Re: It's money - sorry, corrected messsage - on the trail of possible fraud
Galina Schneider writes: >I was comparing the prices of various products from the cult Celt church > website and frm ordinary bookstores online. I will redo the posting > below as it does not show the book from the Celt cult . > Here is one of the items that the Celtic Cult sells .
Galina's post is the kind that substitutes namecalling for argument. "Celt cult" twice in a paragraph. And then into the next one. And on and one in her post. It'd be the same as if someone kept referring to her as "self-appointed witch hunter" over and over in the hopes of coloring the argument so that one can't support Galina without being in favor of witchcraft. It is the substitution of slogans for substance - like substituting "the nazi ultra-conservative right" again and again for simply "my opponents". One is tempted to ask if Ms. Schneider really believe this will persuade anyone who is worth persuading, or if it's mere baiting, or simply a means of self-justification by picking out the 'monster' in the crowd and crying out for the torches and pitchforks. It's shameful, and beneath the dignity of the faith Ms. Schneider presumes to tout.
> Note price, Aol contact address and surprising resemblance to publication > listed below that we are all aware of.
Innuendo. State that the item is plagiarized, or do not state it; but have the courage to do one or the other, not this cowardly flinging of suggestions.
> I could find not one mention of the Farrell translation of the Mystagogy > online.
This is a commentary on the researcher, and a sad one, actually, rather than a commentary on the text. In fact, there are dozens of references, including footnotes within essays and numerous references to the text's contents, not to mention sources for ordering the now rare but still standard in the field of patristics text. One may begin with Holy Cross' book list. Also, if one wishes to online references besides the WWW, a consultation w. the local reference librarian will produce even more.
Even if one were not able to find these rather obvious references, one wonders what a lack of references online might demonstrate. The text was published in 1985. Was the researcher 'online' at this time?
> One can find quite a number of reviews for the Azkoul translation and numerous > library acquisitions of the same. But not the Celt Cult version
As the argument is aimed at the 'legitimacy' of the text, calling it vaguely into question, and supporting the innuendo with, among other things, numbers of references (there are several fallacies of relevance involved), we may ask, 'By what logic does number of references on the WWW make one text superior or inferior to another, let alone legitimate or illegitimate?' Is the Muzzey history of the US a 'suspect' work because it is now lesser known than the plethora of works to which there are far more references on the web. By this logic, we should cast suspicion on our septuagint and consider perhaps the NIV. In fact, let us change religions entirely, since there are far more references to Roman Catholicism than to Orthodoxy. If we are to offer up our power of judgement to a majority of WWW references at any given time, I would suggest that we should be meditating on internet pornography rather than patristics. Personally, I'm not ready to do yield up judgement to a conglomeration of documents just yet. That is the difference between us and the proponents of 'Sola Scriptura'.
> (please feel free to correct me on this perception if I am wrong - Oh, and > by the way, insults do not comprise correction of a misperception.

------------------------

BRIEF: Copy the newsgroup reply's passage starting with "Even if one" and going on through "at this time?", putting "investigator" wherever "researcher" appears.

RECORDS:

------------------------

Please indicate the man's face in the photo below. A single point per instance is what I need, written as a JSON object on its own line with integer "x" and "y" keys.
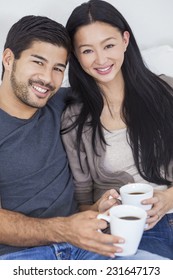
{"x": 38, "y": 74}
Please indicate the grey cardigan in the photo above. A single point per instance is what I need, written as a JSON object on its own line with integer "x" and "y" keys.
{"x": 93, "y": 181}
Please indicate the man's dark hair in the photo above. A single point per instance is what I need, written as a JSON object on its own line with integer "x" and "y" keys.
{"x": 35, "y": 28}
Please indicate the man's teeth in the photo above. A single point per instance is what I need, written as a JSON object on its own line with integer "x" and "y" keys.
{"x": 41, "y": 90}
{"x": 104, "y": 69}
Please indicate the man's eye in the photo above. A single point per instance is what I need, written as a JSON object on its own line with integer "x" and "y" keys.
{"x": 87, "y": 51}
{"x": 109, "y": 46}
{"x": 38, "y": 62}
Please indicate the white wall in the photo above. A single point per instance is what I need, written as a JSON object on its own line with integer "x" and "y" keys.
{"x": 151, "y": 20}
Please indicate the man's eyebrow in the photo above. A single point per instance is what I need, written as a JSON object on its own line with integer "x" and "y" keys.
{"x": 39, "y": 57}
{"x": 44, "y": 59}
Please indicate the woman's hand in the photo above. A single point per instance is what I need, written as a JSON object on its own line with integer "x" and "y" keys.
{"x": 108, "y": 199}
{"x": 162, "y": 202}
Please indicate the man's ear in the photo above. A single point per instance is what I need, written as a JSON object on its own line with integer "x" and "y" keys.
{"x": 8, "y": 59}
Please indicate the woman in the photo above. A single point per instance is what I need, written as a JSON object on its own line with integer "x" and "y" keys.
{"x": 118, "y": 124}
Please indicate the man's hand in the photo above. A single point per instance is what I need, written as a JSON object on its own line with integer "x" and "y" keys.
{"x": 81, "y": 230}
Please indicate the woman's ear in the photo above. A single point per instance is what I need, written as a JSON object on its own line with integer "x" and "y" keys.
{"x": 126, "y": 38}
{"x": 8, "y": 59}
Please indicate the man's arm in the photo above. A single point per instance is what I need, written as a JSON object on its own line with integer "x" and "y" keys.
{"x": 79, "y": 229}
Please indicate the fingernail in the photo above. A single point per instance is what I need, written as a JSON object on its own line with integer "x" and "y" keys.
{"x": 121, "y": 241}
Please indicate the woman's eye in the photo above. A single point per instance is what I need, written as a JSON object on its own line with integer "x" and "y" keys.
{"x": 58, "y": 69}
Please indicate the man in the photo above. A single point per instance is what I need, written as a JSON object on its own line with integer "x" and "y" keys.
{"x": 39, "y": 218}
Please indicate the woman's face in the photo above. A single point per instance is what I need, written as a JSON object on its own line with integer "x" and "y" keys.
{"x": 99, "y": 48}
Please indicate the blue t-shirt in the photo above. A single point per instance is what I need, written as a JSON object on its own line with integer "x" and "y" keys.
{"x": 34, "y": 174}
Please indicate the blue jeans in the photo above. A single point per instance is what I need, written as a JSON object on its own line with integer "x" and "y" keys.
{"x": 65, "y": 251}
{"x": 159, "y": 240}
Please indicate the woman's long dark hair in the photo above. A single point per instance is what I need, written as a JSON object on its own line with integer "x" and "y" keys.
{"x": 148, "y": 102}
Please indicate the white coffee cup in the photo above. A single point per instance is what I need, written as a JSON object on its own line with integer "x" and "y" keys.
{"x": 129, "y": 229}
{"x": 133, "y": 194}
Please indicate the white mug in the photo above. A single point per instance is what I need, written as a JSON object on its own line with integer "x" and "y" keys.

------------------------

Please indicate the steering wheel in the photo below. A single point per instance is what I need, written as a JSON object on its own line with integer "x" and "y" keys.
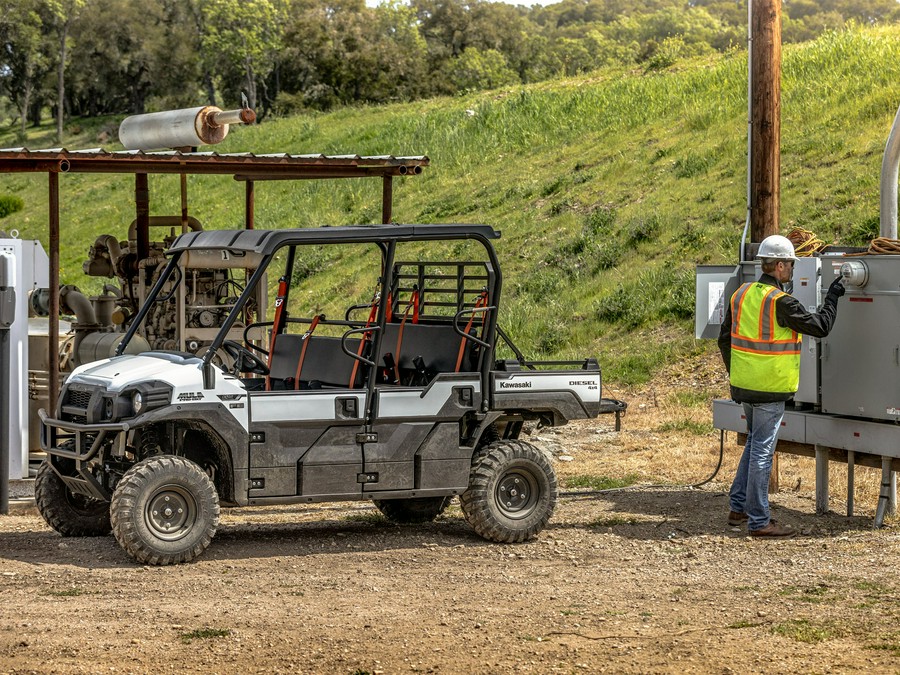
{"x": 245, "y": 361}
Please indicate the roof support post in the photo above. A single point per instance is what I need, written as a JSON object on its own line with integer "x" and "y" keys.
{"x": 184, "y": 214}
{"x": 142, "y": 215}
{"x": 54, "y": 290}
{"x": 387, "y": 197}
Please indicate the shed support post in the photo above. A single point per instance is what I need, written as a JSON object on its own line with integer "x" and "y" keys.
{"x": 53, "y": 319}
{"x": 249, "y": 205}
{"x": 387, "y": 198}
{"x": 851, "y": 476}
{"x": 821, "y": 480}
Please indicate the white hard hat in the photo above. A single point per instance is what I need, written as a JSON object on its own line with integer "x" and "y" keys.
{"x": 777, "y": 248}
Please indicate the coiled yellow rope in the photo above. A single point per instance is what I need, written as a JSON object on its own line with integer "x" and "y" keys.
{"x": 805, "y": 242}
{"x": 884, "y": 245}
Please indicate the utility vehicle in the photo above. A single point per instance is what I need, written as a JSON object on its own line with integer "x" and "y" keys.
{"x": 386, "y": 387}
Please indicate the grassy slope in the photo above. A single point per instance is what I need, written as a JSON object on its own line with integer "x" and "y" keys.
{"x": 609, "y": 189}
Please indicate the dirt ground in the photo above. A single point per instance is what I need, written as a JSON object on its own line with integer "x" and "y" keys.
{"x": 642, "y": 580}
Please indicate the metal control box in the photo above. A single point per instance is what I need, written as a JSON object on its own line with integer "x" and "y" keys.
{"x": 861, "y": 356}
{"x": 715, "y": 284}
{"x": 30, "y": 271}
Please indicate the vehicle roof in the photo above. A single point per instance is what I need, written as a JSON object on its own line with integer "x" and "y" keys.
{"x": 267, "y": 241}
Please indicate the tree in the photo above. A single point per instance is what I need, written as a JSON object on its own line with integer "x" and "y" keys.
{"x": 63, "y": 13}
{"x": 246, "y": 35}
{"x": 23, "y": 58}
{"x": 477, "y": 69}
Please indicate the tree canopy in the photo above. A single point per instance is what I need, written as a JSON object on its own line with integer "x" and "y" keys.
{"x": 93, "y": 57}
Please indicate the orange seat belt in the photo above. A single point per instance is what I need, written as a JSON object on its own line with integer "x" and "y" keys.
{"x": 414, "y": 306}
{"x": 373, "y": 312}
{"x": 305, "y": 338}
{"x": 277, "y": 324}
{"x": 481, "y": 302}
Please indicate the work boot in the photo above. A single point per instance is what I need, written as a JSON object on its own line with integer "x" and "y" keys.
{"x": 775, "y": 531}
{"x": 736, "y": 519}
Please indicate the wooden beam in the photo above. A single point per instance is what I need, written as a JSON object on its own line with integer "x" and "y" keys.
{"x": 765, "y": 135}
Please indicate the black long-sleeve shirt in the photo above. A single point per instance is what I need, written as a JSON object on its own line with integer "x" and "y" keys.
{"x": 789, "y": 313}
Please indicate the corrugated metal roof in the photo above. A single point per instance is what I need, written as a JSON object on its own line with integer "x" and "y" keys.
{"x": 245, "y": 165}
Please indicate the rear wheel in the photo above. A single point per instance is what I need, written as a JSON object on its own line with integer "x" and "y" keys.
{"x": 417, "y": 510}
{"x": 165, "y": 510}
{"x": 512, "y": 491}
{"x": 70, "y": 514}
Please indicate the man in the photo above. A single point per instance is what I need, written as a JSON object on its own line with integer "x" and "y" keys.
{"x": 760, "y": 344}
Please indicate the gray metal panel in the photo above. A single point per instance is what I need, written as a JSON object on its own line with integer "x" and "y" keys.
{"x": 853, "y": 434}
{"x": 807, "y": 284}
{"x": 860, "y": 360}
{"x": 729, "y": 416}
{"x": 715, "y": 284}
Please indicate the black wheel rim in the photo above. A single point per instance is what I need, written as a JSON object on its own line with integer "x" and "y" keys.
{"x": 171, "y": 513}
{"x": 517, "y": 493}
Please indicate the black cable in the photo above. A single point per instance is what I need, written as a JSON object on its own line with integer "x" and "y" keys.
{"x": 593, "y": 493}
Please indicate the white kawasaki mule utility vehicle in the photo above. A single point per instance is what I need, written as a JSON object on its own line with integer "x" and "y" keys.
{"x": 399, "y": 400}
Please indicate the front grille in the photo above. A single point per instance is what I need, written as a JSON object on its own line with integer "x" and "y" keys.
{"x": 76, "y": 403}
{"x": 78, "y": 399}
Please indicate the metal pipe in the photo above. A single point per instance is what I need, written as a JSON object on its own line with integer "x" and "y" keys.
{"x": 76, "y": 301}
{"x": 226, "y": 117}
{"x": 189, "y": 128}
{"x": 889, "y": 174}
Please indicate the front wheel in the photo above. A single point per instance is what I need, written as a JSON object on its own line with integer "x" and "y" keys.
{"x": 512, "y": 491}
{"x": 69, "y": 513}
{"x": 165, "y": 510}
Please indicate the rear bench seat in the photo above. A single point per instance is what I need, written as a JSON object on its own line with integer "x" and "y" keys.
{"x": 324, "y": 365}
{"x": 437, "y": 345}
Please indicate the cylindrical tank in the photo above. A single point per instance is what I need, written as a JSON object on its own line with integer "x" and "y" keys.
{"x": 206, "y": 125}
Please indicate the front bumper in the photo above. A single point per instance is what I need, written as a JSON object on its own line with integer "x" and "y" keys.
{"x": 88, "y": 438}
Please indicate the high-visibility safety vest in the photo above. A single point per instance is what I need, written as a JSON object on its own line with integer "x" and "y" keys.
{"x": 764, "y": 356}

------------------------

FINISHED EXERCISE:
Even if one were not able to find these rather obvious references, one wonders what a lack of references online might demonstrate. The text was published in 1985. Was the investigator 'online' at this time?